TAREFAS A FAZER>
a: Explique, com base no trecho, por que Davenne não perdoa um amigo viúvo.
b: Atualize o trecho reescrevendo tudo desde "inspira-se em dois" até "e sem amigos.", com "pensão" substituído por "hospedaria".

Hoje, passados mais de 20 anos, é
possível apreciar melhor o mórbido lirismo do filme, que contrasta
com a luminosidade dos clássicos
mais conhecidos do cineasta.
A trama de "O Quarto Verde"
inspira-se em dois contos do escritor norte-americano Henry James
(1843-1916), "O Altar dos Mortos"
e "Os Amigos dos Amigos", transpondo seu entrecho para a França
da década de 20.
Na versão de Truffaut, o protagonista, Julien Davenne (interpretado pelo próprio diretor), é um homem que vive para o culto de seus
mortos -a esposa Julie e os amigos que ele viu morrer nas trincheiras da Primeira Guerra.
Davenne trabalha como redator
num pequeno jornal de província e
vive recluso numa pensão, sem
prazeres e sem amigos.
Um dia conhece uma jovem, Cecilia (Nathalie Baye), que compartilha com ele o amor aos mortos,
mas não a indiferença pelos vivos.
O filme se constrói todo em torno da tensão entre o impulso de vida de Cecilia -que implica compromisso com o que é transitório e
imperfeito- e o ascetismo irredutível de Davenne, que não perdoa,
por exemplo, um amigo viúvo por
ter-se casado de novo, "traindo" a
primeira mulher.

DADOS COLETADOS>
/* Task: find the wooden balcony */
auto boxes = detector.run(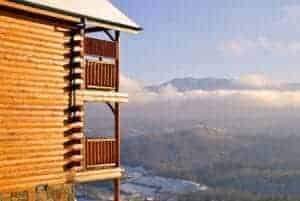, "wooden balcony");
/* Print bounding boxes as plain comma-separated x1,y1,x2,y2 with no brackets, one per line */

RESPOSTAS A SEGUIR>
a: Davenne não perdoa o amigo viúvo porque ele se casou de novo, o que Davenne considera uma "traição" à primeira mulher.

b:
inspira-se em dois contos do escritor norte-americano Henry James
(1843-1916), "O Altar dos Mortos"
e "Os Amigos dos Amigos", transpondo seu entrecho para a França
da década de 20.
Na versão de Truffaut, o protagonista, Julien Davenne (interpretado pelo próprio diretor), é um homem que vive para o culto de seus
mortos -a esposa Julie e os amigos que ele viu morrer nas trincheiras da Primeira Guerra.
Davenne trabalha como redator
num pequeno jornal de província e
vive recluso numa hospedaria, sem
prazeres e sem amigos.